Civilians have been caught in heavy shelling of their homes in and around Kharkiv, a predominantly Russian-speaking city, which has been under attack since the start of the Russian invasion on February 24.
Emergency services managed to rescue Maxim’s partner, but she is heavily concussed and is too weak to talk.
Another woman died in the operating theatre as doctors tried to save her life.
“At least three people were killed in heavy Russian shelling of this village last night, a number of others injured,” Al Jazeera’s Charles Stratford said, reporting from Yakovlivka.
“We understand there are still people in the village, but we’ve just heard shelling in the distance and machine-gun fire in the forests on the way.”
Piles of rubble now line the streets after shells slammed into houses on the side of the hill. At least 30 homes were destroyed.
Despite heavy shelling and its proximity to the Russian border, Kharkiv is still under Ukrainian control.
Ukrainian authorities said indiscriminate shelling on Wednesday had “pounded all night” residential areas in Kharkiv, which United Nations prosecutors are investigating as a possible war crime.
Many of the city’s 1.5 million people have fled.
One woman in hospital told Al Jazeera that Russian soldiers let her family escape, but as they drove away, a bullet ripped through her husband’s hand.
“Why did they tell us everything would be OK? Why wasn’t there an evacuation?” she said, distressed.

_What is required_. Swap "bullet" for "shell fragment" in the Kharkiv shelling excerpt. Write the passage out again, beginning at the words "Many of the" and stopping after "her husband’s hand.".

_Study material_.
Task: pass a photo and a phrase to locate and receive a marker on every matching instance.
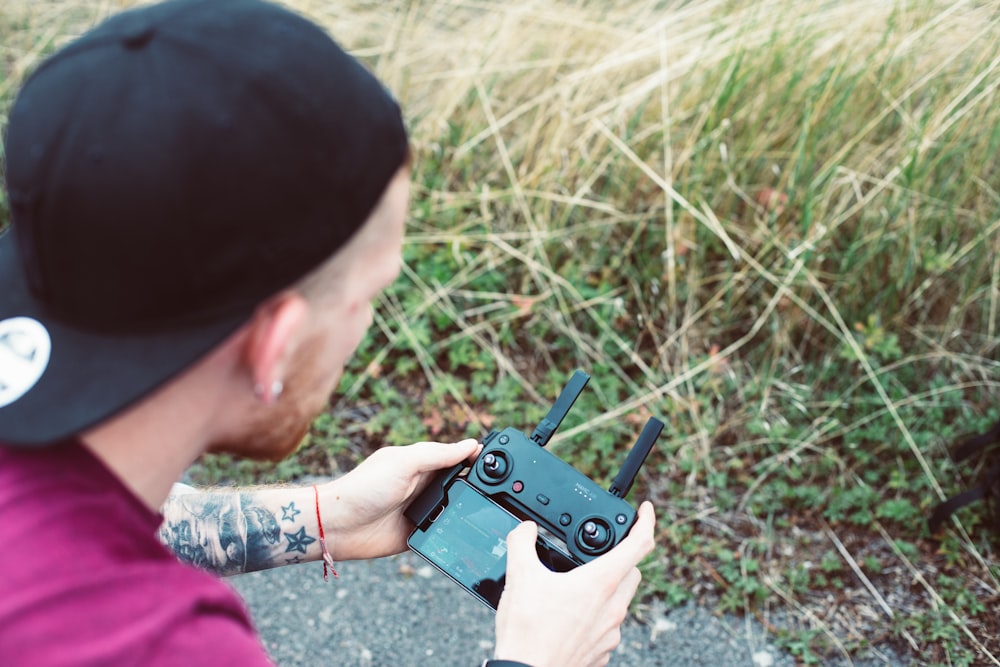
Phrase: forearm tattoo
(230, 533)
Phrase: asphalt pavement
(401, 612)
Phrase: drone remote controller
(516, 473)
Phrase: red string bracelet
(327, 558)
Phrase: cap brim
(90, 376)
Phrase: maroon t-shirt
(84, 581)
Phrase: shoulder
(158, 613)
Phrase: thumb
(521, 554)
(435, 455)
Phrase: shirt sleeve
(209, 640)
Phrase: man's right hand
(568, 619)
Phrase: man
(206, 197)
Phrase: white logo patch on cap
(24, 355)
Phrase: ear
(271, 340)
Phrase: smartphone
(467, 541)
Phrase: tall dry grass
(774, 223)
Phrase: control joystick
(594, 536)
(494, 466)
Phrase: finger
(521, 556)
(429, 456)
(627, 588)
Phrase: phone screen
(468, 542)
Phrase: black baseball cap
(167, 172)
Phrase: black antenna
(623, 482)
(543, 432)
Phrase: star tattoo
(289, 513)
(298, 541)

_Answer to this task_.
Many of the city’s 1.5 million people have fled.
One woman in hospital told Al Jazeera that Russian soldiers let her family escape, but as they drove away, a shell fragment ripped through her husband’s hand.